- Goal
Please write out the records below again, substituting "give the coordinates of each" for every "report the position of each" and leaving everything else unchanged.

Point placement records:
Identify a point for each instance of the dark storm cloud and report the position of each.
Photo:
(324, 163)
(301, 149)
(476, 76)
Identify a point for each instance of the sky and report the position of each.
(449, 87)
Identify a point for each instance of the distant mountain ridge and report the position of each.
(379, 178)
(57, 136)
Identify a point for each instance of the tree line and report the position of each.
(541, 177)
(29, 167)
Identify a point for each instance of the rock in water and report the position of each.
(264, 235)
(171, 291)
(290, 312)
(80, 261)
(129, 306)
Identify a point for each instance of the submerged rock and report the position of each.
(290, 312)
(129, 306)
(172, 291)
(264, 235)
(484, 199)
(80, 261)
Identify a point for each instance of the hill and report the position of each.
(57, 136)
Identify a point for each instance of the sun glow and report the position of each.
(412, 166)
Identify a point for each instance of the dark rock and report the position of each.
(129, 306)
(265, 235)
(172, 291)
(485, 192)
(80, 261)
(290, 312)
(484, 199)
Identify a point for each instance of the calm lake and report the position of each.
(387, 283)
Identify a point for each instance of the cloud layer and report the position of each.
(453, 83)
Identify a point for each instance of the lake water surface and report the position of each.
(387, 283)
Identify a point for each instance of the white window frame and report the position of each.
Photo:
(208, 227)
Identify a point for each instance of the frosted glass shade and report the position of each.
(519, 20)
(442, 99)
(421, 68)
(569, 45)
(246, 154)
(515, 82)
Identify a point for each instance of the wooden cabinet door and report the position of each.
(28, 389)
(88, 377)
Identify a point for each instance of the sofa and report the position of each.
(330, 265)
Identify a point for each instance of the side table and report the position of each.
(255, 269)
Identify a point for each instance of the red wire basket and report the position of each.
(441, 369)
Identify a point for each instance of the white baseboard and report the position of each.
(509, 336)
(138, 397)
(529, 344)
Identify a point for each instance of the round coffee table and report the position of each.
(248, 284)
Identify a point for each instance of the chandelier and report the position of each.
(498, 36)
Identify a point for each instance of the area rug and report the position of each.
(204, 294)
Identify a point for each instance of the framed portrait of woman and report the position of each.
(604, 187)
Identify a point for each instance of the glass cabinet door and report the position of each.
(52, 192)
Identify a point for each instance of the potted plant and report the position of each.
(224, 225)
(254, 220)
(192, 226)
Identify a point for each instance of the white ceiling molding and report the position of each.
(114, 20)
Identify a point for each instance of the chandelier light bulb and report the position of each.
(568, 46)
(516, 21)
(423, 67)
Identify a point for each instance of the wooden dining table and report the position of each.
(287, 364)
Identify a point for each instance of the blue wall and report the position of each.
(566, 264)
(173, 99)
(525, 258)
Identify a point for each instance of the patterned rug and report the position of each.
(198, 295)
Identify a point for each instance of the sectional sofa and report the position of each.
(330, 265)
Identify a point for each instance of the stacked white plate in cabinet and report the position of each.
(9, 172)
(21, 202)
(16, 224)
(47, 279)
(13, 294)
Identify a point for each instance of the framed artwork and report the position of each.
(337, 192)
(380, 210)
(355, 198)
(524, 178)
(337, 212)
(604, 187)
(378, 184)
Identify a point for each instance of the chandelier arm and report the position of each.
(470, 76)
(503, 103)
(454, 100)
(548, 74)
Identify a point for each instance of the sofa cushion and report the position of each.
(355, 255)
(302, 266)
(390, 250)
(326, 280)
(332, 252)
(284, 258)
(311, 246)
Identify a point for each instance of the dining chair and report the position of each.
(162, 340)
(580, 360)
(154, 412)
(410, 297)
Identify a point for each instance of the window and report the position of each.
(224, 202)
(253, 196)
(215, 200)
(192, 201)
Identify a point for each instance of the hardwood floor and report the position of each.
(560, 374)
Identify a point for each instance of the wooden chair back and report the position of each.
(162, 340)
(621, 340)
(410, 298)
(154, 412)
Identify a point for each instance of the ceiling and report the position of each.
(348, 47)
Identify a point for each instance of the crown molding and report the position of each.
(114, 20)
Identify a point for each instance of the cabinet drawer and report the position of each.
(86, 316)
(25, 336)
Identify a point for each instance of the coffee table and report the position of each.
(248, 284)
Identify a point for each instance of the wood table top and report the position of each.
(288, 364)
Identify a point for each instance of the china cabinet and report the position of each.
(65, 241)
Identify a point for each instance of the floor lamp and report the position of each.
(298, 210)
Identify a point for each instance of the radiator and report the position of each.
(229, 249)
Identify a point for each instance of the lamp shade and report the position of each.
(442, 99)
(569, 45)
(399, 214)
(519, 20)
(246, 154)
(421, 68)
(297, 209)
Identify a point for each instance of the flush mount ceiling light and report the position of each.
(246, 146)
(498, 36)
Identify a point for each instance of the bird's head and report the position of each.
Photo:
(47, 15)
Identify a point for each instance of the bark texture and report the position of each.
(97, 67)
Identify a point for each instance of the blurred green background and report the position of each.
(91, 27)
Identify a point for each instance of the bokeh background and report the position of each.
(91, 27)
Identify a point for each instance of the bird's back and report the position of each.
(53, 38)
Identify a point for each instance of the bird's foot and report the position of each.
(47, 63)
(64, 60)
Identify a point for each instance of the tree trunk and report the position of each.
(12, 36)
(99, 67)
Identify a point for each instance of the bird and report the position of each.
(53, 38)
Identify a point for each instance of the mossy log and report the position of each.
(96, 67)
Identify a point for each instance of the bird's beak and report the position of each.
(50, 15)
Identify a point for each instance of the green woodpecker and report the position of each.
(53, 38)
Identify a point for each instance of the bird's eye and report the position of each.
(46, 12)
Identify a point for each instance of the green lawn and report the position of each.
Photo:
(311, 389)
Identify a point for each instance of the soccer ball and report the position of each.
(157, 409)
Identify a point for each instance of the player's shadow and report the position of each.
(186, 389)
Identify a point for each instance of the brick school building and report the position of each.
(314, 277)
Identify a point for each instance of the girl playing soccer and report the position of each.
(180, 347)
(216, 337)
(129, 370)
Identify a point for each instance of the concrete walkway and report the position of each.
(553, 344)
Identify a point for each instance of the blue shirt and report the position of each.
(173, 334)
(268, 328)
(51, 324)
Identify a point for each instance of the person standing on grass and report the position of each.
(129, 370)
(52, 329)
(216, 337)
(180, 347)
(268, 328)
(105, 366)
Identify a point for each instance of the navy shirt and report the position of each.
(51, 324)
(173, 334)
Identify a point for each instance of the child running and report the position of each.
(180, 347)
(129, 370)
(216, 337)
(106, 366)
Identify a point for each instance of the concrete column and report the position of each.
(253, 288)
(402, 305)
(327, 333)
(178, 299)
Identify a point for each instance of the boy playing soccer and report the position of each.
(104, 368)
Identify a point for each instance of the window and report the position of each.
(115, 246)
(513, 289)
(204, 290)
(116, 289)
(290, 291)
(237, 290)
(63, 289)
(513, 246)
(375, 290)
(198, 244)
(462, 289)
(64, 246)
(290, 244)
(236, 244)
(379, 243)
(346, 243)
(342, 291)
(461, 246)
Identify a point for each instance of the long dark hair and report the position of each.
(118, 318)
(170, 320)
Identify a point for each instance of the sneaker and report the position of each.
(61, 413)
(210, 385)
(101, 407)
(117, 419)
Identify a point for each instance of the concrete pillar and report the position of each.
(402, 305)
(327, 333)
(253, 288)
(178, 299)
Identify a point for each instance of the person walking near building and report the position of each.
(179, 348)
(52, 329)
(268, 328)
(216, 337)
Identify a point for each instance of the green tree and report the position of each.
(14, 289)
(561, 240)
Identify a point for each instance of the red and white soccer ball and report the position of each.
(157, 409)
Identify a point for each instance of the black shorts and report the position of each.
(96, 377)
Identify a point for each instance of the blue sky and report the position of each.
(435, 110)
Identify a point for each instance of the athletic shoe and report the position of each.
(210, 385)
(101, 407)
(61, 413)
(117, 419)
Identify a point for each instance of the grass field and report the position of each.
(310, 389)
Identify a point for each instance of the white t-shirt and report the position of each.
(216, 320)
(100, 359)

- The output
Identify a point for each instance of the dark storm cloud and give the coordinates of each.
Photo:
(324, 163)
(301, 149)
(476, 76)
Identify a point for each instance of the sky and give the coordinates of each.
(449, 87)
Identify a point for each instance of the distant mountain ridge and give the coordinates of each.
(379, 178)
(57, 136)
Identify a point for each instance of the tree line and give the coordinates of each.
(541, 177)
(29, 167)
Identify a point for each instance of the rock in water and give the coordinates of each.
(264, 235)
(171, 291)
(290, 312)
(80, 261)
(129, 306)
Identify a point for each instance of the submerged rock and give the coordinates of each.
(290, 312)
(129, 306)
(172, 291)
(264, 235)
(484, 199)
(80, 261)
Identify a point for each instance of the hill and give the coordinates of each.
(57, 136)
Identify a point for each instance of the sun glow and give the coordinates of each.
(412, 166)
Identify a point for each instance of the dark rock and give the coordinates of each.
(129, 306)
(265, 235)
(172, 291)
(485, 192)
(80, 261)
(290, 312)
(484, 199)
Identify a point for each instance of the calm lake and give the coordinates of each.
(387, 283)
Identify a point for each instance of the cloud layer and give the coordinates of each.
(453, 83)
Identify a point for each instance of the lake water surface and give the coordinates of each.
(387, 283)
Identify a point for each instance of the white window frame and give the coordinates of each.
Photo:
(208, 227)
Identify a point for each instance of the frosted glass shade and give the coordinates of each.
(519, 20)
(442, 99)
(421, 68)
(569, 45)
(246, 154)
(515, 82)
Identify a point for each instance of the wooden cabinet door and give the coordinates of each.
(28, 389)
(88, 377)
Identify a point for each instance of the sofa and give the coordinates of each.
(330, 265)
Identify a point for each instance of the side table and give the coordinates of each.
(255, 269)
Identify a point for each instance of the red wire basket and give the coordinates of each.
(441, 369)
Identify a point for each instance of the white baseboard and give the coordinates of each.
(509, 336)
(138, 397)
(529, 344)
Identify a point for each instance of the round coffee table and give the coordinates of each.
(248, 284)
Identify a point for each instance of the chandelier and give the coordinates of each.
(498, 36)
Identify a point for each instance of the area rug and give the coordinates of each.
(204, 294)
Identify a point for each instance of the framed portrait of woman and give the coordinates of each.
(604, 187)
Identify a point for each instance of the glass cabinet door and give the coordinates of each.
(52, 192)
Identify a point for each instance of the potted plant and give the coordinates of each.
(224, 225)
(254, 220)
(192, 226)
Identify a point for each instance of the white ceiling molding and give the coordinates of each.
(114, 20)
Identify a point for each instance of the chandelier light bulb and give the coordinates of each.
(568, 46)
(516, 21)
(423, 67)
Identify a point for each instance of the wooden dining table and give the coordinates of each.
(287, 364)
Identify a point for each instance of the blue wall and give the coordinates of each.
(566, 264)
(173, 99)
(525, 258)
Identify a point for each instance of the patterned rug and give the coordinates of each.
(198, 295)
Identify a point for each instance of the sectional sofa and give the coordinates of each.
(330, 265)
Identify a point for each instance of the stacked white plate in cabinet and give the coordinates of each.
(9, 172)
(21, 202)
(16, 224)
(47, 279)
(13, 294)
Identify a point for each instance of the framed artwork and give the coordinates of each.
(337, 192)
(380, 210)
(355, 198)
(524, 178)
(337, 212)
(604, 187)
(378, 184)
Identify a point for each instance of the chandelier arm and give the coordinates of each.
(470, 76)
(503, 103)
(454, 100)
(548, 74)
Identify a point for each instance of the sofa cushion and give the coordinates of each.
(355, 255)
(302, 266)
(390, 250)
(326, 280)
(332, 252)
(284, 258)
(311, 246)
Identify a point for each instance of the dining chair and give the coordinates of each.
(162, 340)
(580, 360)
(154, 412)
(410, 297)
Identify a point for each instance of the window and give the coordinates of each.
(224, 202)
(253, 196)
(215, 200)
(192, 201)
Identify a point for each instance of the hardwood floor and give the coordinates of each.
(560, 374)
Identify a point for each instance of the wooden chair back and give the coordinates of each.
(162, 340)
(621, 340)
(410, 298)
(154, 412)
Identify a point for each instance of the ceiling and give the coordinates of each.
(348, 47)
Identify a point for each instance of the crown molding and give the coordinates of each.
(114, 20)
Identify a point for each instance of the cabinet drawer and give the coordinates of each.
(86, 316)
(25, 336)
Identify a point for each instance of the coffee table and give the coordinates of each.
(248, 284)
Identify a point for each instance of the wood table top and give the coordinates of each.
(288, 364)
Identify a point for each instance of the china cabinet and give the coordinates of each.
(65, 241)
Identify a point for each instance of the floor lamp and give the coordinates of each.
(298, 210)
Identify a point for each instance of the radiator and give the coordinates of each.
(229, 249)
Identify a point for each instance of the lamp shade and give the coordinates of each.
(442, 99)
(569, 45)
(399, 214)
(519, 20)
(246, 154)
(421, 68)
(297, 209)
Identify a point for each instance of the flush mount ceiling light and give the coordinates of each.
(246, 146)
(498, 36)
Identify a point for each instance of the bird's head and give the coordinates of each.
Photo:
(47, 15)
Identify a point for each instance of the bark texture and give the coordinates of each.
(97, 67)
Identify a point for each instance of the blurred green background and give the coordinates of each.
(91, 27)
Identify a point for each instance of the bokeh background and give the coordinates of each.
(91, 27)
Identify a point for each instance of the bird's back and give the coordinates of each.
(53, 38)
Identify a point for each instance of the bird's foot and give the coordinates of each.
(47, 63)
(64, 60)
Identify a point for each instance of the tree trunk and give the coordinates of each.
(12, 36)
(99, 67)
Identify a point for each instance of the bird and give the coordinates of each.
(53, 38)
Identify a point for each instance of the mossy log and give the coordinates of each.
(96, 67)
Identify a point for each instance of the bird's beak and give the coordinates of each.
(50, 15)
Identify a point for each instance of the green woodpecker and give the coordinates of each.
(53, 38)
Identify a point for each instance of the bird's eye and give the coordinates of each.
(46, 12)
Identify a point for each instance of the green lawn and give the coordinates of each.
Photo:
(311, 389)
Identify a point for each instance of the soccer ball and give the coordinates of each.
(157, 409)
Identify a point for each instance of the player's shadow and give the coordinates of each.
(186, 389)
Identify a point for each instance of the brick school building and give the coordinates of each.
(314, 277)
Identify a point for each instance of the girl playing soccer and give the coordinates of each.
(180, 347)
(216, 337)
(129, 370)
Identify a point for each instance of the concrete walkway and give the coordinates of each.
(553, 344)
Identify a point for each instance of the blue shirt and give the coordinates of each.
(173, 334)
(268, 328)
(51, 324)
Identify a point for each instance of the person standing on grass and give the coordinates of each.
(129, 370)
(52, 329)
(216, 337)
(180, 347)
(268, 328)
(105, 366)
Identify a point for each instance of the navy shirt and give the coordinates of each.
(51, 324)
(173, 334)
Identify a point for each instance of the child running and give the coordinates of each.
(180, 347)
(129, 370)
(216, 337)
(106, 366)
Identify a point for each instance of the concrete column and give the coordinates of each.
(253, 288)
(402, 305)
(327, 333)
(178, 299)
Identify a point for each instance of the boy playing soccer and give the coordinates of each.
(104, 368)
Identify a point for each instance of the window and give the coordinates of each.
(115, 246)
(513, 289)
(204, 290)
(116, 289)
(290, 291)
(237, 290)
(63, 289)
(513, 246)
(375, 290)
(198, 244)
(462, 289)
(64, 246)
(290, 244)
(236, 244)
(379, 243)
(346, 243)
(342, 291)
(461, 246)
Identify a point for each instance of the long dark hair and give the coordinates of each.
(118, 318)
(170, 320)
Identify a point for each instance of the sneaker and give the coordinates of each.
(61, 413)
(210, 385)
(101, 407)
(117, 419)
Identify a point for each instance of the concrete pillar and give the coordinates of each.
(402, 305)
(327, 333)
(253, 288)
(178, 299)
Identify a point for each instance of the person walking near building and give the coordinates of each.
(179, 348)
(52, 329)
(268, 328)
(216, 337)
Identify a point for each instance of the green tree and give the coordinates of each.
(14, 289)
(561, 240)
Identify a point for each instance of the red and white soccer ball and give the coordinates of each.
(157, 409)
Identify a point for each instance of the black shorts and give the coordinates of each.
(96, 377)
Identify a point for each instance of the blue sky and give the coordinates of each.
(435, 110)
Identify a point for each instance of the athletic shoe and give the coordinates of each.
(210, 385)
(101, 407)
(61, 413)
(117, 419)
Identify a point for each instance of the grass field and give the coordinates of each.
(310, 389)
Identify a point for each instance of the white t-shirt and give the coordinates of each.
(216, 320)
(100, 359)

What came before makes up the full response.